• Goal:
How many lines of the data below contain the string "ground"? Reply with the number alone.

• Records shown:

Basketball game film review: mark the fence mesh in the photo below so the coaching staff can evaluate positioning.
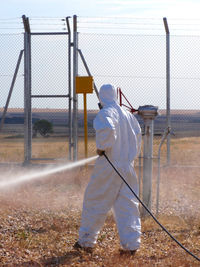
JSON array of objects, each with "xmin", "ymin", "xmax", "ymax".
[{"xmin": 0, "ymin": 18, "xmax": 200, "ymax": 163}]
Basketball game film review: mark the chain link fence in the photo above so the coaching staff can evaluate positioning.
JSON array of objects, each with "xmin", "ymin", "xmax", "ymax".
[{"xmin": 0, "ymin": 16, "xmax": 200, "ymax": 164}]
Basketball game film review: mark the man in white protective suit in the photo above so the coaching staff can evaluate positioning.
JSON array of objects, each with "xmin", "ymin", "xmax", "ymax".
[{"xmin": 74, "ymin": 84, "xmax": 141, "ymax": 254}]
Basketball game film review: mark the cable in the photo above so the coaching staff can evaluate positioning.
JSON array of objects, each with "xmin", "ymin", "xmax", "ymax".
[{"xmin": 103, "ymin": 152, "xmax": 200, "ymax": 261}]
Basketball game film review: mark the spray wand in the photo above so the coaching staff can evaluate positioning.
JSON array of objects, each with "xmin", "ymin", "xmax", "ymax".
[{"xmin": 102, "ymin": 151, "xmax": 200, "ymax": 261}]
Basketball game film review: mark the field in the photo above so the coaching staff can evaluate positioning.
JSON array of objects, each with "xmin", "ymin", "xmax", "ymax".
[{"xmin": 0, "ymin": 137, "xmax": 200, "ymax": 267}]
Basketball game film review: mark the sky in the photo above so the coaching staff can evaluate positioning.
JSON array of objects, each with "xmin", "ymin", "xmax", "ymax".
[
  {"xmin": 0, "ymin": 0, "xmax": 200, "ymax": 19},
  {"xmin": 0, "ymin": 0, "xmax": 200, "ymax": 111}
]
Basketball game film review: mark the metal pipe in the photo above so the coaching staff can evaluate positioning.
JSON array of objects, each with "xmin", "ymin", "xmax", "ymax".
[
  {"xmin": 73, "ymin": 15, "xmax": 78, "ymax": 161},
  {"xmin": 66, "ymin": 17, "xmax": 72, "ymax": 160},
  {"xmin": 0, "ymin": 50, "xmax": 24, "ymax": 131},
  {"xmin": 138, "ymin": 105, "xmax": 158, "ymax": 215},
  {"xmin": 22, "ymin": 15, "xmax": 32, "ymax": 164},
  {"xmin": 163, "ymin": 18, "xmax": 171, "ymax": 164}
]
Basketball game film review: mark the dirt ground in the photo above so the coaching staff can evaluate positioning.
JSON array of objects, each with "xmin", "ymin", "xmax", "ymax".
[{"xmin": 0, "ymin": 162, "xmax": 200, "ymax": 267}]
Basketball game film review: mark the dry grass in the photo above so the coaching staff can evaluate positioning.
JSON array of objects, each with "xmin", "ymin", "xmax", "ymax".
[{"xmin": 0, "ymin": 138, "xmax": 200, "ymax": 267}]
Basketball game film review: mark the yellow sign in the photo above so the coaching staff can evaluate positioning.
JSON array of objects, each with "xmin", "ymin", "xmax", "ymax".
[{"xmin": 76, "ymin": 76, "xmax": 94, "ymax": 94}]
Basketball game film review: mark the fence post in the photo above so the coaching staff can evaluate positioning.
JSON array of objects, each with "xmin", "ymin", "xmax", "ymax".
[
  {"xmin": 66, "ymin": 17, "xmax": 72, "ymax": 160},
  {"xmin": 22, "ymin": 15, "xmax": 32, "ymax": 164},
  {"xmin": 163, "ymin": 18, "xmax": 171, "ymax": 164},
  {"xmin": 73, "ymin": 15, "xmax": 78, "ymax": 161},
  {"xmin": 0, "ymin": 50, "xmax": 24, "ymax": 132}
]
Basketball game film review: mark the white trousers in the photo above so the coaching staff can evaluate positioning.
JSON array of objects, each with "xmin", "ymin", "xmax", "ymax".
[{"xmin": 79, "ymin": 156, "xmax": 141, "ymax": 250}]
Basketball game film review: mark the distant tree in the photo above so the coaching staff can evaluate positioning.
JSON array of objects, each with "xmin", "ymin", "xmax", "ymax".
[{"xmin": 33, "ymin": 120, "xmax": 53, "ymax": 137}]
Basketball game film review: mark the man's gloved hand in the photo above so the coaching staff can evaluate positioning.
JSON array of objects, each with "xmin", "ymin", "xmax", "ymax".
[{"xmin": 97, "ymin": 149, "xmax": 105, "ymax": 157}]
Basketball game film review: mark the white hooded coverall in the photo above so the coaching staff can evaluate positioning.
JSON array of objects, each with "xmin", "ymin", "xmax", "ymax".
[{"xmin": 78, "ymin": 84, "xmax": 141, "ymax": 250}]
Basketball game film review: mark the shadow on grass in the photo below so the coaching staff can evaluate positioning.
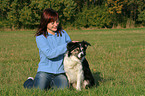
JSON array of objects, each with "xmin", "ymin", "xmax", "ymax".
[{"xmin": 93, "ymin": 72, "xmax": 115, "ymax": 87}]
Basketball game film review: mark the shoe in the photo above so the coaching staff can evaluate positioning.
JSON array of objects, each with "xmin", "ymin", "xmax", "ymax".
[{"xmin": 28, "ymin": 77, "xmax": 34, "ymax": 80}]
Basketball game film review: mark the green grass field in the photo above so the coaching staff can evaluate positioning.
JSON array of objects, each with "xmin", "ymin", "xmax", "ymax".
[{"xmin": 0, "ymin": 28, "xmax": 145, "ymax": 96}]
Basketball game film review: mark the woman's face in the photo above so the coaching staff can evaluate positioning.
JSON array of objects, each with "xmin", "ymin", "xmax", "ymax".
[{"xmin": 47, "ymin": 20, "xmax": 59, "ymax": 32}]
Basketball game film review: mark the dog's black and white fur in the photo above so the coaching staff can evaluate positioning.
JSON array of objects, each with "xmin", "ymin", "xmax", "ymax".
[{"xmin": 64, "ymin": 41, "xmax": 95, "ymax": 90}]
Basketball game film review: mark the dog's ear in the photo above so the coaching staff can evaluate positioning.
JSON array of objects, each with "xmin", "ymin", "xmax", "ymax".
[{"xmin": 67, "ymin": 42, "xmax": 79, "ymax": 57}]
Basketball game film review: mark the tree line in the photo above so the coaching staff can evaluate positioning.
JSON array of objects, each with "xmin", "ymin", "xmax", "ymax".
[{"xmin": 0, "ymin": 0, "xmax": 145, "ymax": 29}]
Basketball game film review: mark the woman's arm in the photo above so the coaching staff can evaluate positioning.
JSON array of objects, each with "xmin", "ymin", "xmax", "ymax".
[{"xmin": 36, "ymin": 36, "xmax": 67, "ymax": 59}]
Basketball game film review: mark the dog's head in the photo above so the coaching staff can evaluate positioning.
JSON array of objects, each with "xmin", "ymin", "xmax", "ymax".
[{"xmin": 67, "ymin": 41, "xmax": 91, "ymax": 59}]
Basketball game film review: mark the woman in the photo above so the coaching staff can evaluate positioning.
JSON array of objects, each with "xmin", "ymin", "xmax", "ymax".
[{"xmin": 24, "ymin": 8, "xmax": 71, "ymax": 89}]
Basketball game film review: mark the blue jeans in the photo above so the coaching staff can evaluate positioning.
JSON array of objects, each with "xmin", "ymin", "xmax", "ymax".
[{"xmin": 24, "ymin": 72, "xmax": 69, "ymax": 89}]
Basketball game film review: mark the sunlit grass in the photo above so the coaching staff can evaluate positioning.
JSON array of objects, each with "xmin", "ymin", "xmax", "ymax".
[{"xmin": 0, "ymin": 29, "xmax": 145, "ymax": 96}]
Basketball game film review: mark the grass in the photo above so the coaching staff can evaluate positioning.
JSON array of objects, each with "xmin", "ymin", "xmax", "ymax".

...

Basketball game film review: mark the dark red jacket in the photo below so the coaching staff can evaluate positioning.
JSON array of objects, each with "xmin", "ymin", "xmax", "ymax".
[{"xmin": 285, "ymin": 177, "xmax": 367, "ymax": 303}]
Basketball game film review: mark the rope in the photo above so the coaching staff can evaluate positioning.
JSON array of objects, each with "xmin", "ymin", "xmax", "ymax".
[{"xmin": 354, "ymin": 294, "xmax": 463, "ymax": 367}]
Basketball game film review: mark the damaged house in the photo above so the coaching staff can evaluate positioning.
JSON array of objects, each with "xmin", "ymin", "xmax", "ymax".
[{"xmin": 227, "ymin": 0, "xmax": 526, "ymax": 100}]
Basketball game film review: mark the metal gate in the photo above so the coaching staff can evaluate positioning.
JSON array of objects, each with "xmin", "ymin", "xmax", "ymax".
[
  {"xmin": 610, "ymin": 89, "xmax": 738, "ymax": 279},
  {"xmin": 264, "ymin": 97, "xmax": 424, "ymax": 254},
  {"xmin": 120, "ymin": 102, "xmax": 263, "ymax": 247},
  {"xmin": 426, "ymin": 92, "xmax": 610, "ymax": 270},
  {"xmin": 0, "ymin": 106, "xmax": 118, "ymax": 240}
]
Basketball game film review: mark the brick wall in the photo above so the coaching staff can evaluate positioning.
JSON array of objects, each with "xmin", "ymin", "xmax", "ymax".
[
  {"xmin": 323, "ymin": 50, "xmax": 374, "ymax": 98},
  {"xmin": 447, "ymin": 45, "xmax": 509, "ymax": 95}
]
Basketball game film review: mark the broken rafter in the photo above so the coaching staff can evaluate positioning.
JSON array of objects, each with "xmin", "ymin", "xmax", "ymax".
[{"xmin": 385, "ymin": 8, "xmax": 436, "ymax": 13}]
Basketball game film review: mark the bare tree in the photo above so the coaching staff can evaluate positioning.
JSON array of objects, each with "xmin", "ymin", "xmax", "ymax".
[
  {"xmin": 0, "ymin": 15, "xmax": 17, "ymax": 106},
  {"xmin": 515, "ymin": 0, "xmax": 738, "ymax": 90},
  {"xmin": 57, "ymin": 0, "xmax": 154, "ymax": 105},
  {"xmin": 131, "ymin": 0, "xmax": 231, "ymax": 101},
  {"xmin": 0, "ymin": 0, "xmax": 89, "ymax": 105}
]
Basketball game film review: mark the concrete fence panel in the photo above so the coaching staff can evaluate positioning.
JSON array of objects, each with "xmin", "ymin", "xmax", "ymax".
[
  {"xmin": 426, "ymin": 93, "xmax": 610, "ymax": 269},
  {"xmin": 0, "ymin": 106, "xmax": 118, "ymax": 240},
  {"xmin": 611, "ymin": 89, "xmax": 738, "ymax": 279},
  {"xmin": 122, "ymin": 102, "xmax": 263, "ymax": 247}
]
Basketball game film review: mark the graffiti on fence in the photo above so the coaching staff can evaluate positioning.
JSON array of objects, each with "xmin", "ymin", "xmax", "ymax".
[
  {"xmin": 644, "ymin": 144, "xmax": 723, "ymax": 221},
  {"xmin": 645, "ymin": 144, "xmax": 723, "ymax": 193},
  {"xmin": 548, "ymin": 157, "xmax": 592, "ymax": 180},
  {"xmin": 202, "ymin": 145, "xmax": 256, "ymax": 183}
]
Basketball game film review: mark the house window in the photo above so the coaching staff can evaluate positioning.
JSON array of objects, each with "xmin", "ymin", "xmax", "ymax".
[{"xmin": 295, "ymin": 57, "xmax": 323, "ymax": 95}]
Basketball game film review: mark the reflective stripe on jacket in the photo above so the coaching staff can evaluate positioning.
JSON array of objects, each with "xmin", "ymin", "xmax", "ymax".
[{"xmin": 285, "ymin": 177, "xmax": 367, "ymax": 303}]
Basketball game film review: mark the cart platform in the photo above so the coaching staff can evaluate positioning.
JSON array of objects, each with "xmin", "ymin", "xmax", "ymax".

--

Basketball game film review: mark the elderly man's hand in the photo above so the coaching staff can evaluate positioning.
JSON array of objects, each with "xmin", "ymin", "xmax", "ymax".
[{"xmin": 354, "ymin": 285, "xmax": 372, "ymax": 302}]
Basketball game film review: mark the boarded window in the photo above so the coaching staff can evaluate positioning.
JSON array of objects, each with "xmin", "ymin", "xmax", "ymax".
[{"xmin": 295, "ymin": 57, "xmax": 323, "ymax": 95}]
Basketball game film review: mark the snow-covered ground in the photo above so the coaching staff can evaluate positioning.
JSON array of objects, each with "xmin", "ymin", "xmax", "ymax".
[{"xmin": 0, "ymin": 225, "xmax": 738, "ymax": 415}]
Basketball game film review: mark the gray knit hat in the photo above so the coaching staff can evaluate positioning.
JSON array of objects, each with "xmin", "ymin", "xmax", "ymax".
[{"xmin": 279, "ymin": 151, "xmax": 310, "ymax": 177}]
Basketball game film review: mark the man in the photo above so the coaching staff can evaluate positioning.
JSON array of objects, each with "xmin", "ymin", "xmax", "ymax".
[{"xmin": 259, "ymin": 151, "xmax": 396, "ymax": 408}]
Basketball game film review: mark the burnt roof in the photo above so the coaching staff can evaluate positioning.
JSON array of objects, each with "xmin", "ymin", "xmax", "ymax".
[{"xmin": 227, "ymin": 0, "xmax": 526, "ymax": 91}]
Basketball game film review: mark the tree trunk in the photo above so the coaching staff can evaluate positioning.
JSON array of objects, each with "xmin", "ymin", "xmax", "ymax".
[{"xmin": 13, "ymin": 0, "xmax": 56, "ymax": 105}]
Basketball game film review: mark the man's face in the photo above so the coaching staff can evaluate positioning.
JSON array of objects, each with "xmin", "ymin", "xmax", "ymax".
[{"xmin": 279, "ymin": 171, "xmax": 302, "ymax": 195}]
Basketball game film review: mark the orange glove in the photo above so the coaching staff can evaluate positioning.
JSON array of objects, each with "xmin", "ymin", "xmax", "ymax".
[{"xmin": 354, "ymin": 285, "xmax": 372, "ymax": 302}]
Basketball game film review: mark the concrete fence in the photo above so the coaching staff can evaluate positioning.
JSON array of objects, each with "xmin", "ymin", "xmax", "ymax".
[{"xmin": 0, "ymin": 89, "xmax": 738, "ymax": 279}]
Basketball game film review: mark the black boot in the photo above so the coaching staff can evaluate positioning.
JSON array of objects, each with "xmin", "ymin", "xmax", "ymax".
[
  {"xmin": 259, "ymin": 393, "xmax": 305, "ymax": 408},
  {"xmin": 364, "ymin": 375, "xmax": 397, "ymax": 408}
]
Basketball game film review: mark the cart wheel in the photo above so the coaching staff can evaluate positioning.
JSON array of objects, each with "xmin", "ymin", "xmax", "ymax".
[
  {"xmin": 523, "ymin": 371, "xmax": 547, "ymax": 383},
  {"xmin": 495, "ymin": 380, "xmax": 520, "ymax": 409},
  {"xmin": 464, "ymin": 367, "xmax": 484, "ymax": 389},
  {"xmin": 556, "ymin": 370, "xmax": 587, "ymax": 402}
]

• Result below:
2